§ **Tujuan tugas A**: Menurut artikel tentang Pepera, pada tanggal berapa Sekjen PBB mengetuk palu dan memutuskan bahwa Irian Barat milik Indonesia?

======== Teks yang diberikan

Ramses Ohee Nilai 1 Mei Sebagai Saat Dunia Mengakui Papua sebagai Bagian NKRI
pada tanggal
Thursday, 30 April 2015
KOTA JAYAPURA - Kembalinya Irian Barat (Papua saat ini) ke Negara Kesatuan Republik Indonesia yang selalu diperingati pada 1 Mei masih saja diusik oleh pihak-pihak tertentu. Padahal Papua sudah final dan bagian dari NKRI sebagaimana hasil Penentuan Pendapat Rakyat (Pepera) yang diputuskan Persatuan Bangsa-Bangsa pada 2 Agustus 1969.
Ramses Ohee selaku Pelaku Sejarah Pepera menyebutkan keputusan kembalinya Irian Barat ke NKRI melalui Pepera disaksikan oleh tokoh Papua bahkan Sekretaris PBB. Bahkan, Ramses mengaku masih menyimpan dokumen Pepera dan masih tersimpan dengan baik.
Ramses juga menyampaikan kesiapannya apabila ada pihak yang ingin melihat dokumen Pepera sebagai bukti Papua adalah bagian dari NKRI sejak dahulu. “Saya yang memiliki dokumen itu, kalau ingin melihatnya saya akan tunjukan,” kata Ramses Ohee yang juga Ketua Barisan Merah Putih Provinsi Papua.
Sebenarnya, kata Ramses, saat itu Belanda enggan menyerahkan Irian Barat ke NKRI. Dimana Belanda hanya menyerahkan wilayah jajahannya dari hanya sampai Maluku, padahal wilayah jajahan Hindia Belanda meliputi dari Sabang dari Merauke.
“Belanda hanya menyerahkan sampai Maluku. Oleh sebab itu, Menlu Subandrio menyampaikan dalam sidang PBB babhwa seluruh wilayah jajahan Hindia Belanda harus diserahkan kembali ke NKRI tanpa kurang sejengkalpun," jelas Ramses menceriterakan.
Mengenai pihak yang mengklaim 1 Mei diperingati sebagai hari Aneksasi, Ramses berpandangan bahwa pihak yang menyuarakan 1 Mei sebagai hari Aneksasi adalah anak bukan pelaku sejarah. Sebab, pihak yang memperingatinya sebagai hari Aneksasi, tidak mengetahui sejarah sesungguhnya.
”Pepera dilakukan dari tanggal 14 Juli - Agustus 1969, saya punya dokumennya. Hasil Pepera itu lah yang diserahkan utusan PBB kepada Sekjen PBB pada tanggal 2 Agustus 1969. Hasil Pepera itu dibahas di Badan Perserikatan Bangsa-Bangsa (PBB) selama 3 bulan dan tepat pada tanggal 19 November 1969 Sekjen PBB mengetuk palu dan memutuskan bahwa, Irian Barat ( dahulu) akhirnya milik Negara Indonesia,” terang Ramses.
Soal Penilaian Pemerintah Pusat terhadap Pemberdayaan masyarakat Papua, Ramses melihat Pemerintah Pusat seakan membiarkan masyarakat Papua jalan sendiri, sehingga Papua mengikuti jejak dari Pemerintah Pusat.

================

§ **Tujuan tugas B**: Nyatakan hanya baris-baris data dari awal hingga baris yang memuat "[257,109,304,125]", termasuk baris itu, sebagai CSV dua kolom bernama masukan dan keluaran. Buat satu baris CSV untuk setiap entri, isi teks dan jawabannya masing-masing dalam satu kolom bertanda kutip, ganti jeda baris dengan spasi, dan jangan sertakan gambarnya.

======== Data tersimpan

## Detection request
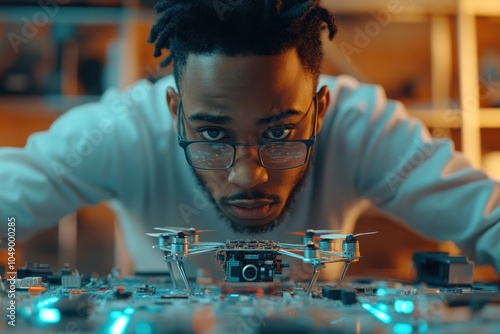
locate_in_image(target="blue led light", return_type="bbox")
[361,303,392,324]
[110,315,130,334]
[36,297,61,309]
[38,308,61,324]
[392,323,413,334]
[394,300,415,314]
[123,307,135,315]
[134,322,154,334]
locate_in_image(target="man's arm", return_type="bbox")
[328,75,500,272]
[0,80,159,238]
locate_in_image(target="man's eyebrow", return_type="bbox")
[188,113,233,125]
[257,109,304,125]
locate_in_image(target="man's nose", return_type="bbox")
[228,146,269,189]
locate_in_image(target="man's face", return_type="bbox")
[167,50,328,231]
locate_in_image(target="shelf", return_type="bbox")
[408,108,500,128]
[0,95,100,115]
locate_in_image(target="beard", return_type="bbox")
[191,146,314,235]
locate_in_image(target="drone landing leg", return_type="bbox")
[176,261,193,295]
[306,267,320,295]
[167,261,178,289]
[337,261,351,286]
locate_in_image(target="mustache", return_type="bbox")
[220,190,281,204]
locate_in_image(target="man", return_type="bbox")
[0,0,500,280]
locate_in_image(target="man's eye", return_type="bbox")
[200,129,226,140]
[266,127,292,140]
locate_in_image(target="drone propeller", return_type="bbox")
[154,226,215,235]
[320,232,378,240]
[289,229,339,237]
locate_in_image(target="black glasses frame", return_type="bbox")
[177,94,318,170]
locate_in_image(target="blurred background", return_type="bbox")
[0,0,500,279]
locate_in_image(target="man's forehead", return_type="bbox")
[181,50,313,98]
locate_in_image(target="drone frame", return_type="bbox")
[147,228,376,295]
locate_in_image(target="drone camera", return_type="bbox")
[225,250,281,282]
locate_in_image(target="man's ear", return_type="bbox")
[167,87,180,124]
[316,86,330,132]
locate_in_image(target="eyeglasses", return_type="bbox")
[177,95,318,170]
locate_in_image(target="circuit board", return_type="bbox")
[0,264,500,334]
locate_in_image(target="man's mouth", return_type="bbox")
[224,199,275,220]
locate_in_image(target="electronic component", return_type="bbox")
[413,252,474,286]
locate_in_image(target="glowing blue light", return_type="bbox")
[134,322,153,334]
[394,300,415,314]
[38,308,61,324]
[109,310,122,319]
[361,303,392,324]
[377,303,389,312]
[392,323,413,334]
[36,297,61,309]
[123,307,135,315]
[110,315,130,334]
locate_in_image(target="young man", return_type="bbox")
[0,0,500,280]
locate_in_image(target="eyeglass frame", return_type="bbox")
[177,94,318,170]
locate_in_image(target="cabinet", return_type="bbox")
[325,0,500,167]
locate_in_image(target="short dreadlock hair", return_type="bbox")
[148,0,337,87]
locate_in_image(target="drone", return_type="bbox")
[146,226,377,295]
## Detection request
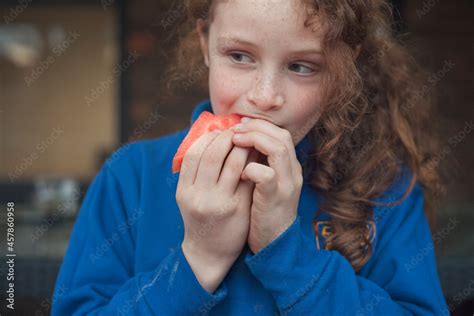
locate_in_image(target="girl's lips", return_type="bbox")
[237,113,279,126]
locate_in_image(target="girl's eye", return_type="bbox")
[290,64,315,74]
[229,53,252,63]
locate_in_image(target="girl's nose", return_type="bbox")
[248,71,285,111]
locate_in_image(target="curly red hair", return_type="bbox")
[161,0,444,271]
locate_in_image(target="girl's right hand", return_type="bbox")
[176,130,258,293]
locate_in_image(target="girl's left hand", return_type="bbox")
[233,119,303,253]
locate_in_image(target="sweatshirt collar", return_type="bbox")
[191,99,312,170]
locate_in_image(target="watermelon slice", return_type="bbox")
[172,111,242,173]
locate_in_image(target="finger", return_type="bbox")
[242,162,278,196]
[194,130,234,187]
[234,119,297,160]
[177,131,220,189]
[233,131,295,183]
[217,146,251,193]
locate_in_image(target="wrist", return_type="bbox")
[181,241,233,293]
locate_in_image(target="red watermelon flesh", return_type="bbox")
[172,111,242,173]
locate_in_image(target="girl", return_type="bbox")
[52,0,448,315]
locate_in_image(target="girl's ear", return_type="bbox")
[196,19,209,68]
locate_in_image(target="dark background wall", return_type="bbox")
[0,0,474,315]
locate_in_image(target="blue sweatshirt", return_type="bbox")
[52,100,449,315]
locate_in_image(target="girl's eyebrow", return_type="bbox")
[217,36,322,56]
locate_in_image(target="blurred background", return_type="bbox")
[0,0,474,315]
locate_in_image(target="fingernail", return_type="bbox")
[233,123,244,131]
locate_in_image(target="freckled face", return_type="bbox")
[196,0,323,144]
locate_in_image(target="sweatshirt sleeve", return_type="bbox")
[51,164,227,315]
[245,179,449,315]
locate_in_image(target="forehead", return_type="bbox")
[211,0,321,44]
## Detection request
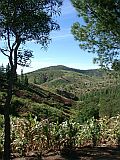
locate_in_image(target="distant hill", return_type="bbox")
[24,65,108,97]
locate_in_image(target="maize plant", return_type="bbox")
[0,115,120,156]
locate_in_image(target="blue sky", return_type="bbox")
[0,0,98,73]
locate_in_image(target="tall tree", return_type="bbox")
[0,0,62,160]
[71,0,120,67]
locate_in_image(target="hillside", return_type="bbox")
[27,65,112,98]
[0,66,120,120]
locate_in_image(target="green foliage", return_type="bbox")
[71,0,120,66]
[0,115,120,156]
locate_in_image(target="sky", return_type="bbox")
[0,0,98,74]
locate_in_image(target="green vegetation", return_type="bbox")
[71,0,120,67]
[0,66,120,159]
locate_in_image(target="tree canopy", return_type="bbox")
[71,0,120,67]
[0,0,62,160]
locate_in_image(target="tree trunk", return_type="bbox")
[4,70,14,160]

================

§ **Hasil akhir A**: 19 November 1969.

§ **Hasil akhir B**:
masukan,keluaran
"## Detection request locate_in_image(target=""blue led light"", return_type=""bbox"")","[361,303,392,324] [110,315,130,334] [36,297,61,309] [38,308,61,324] [392,323,413,334] [394,300,415,314] [123,307,135,315] [134,322,154,334]"
"locate_in_image(target=""man's arm"", return_type=""bbox"")","[328,75,500,272] [0,80,159,238]"
"locate_in_image(target=""man's eyebrow"", return_type=""bbox"")","[188,113,233,125] [257,109,304,125]"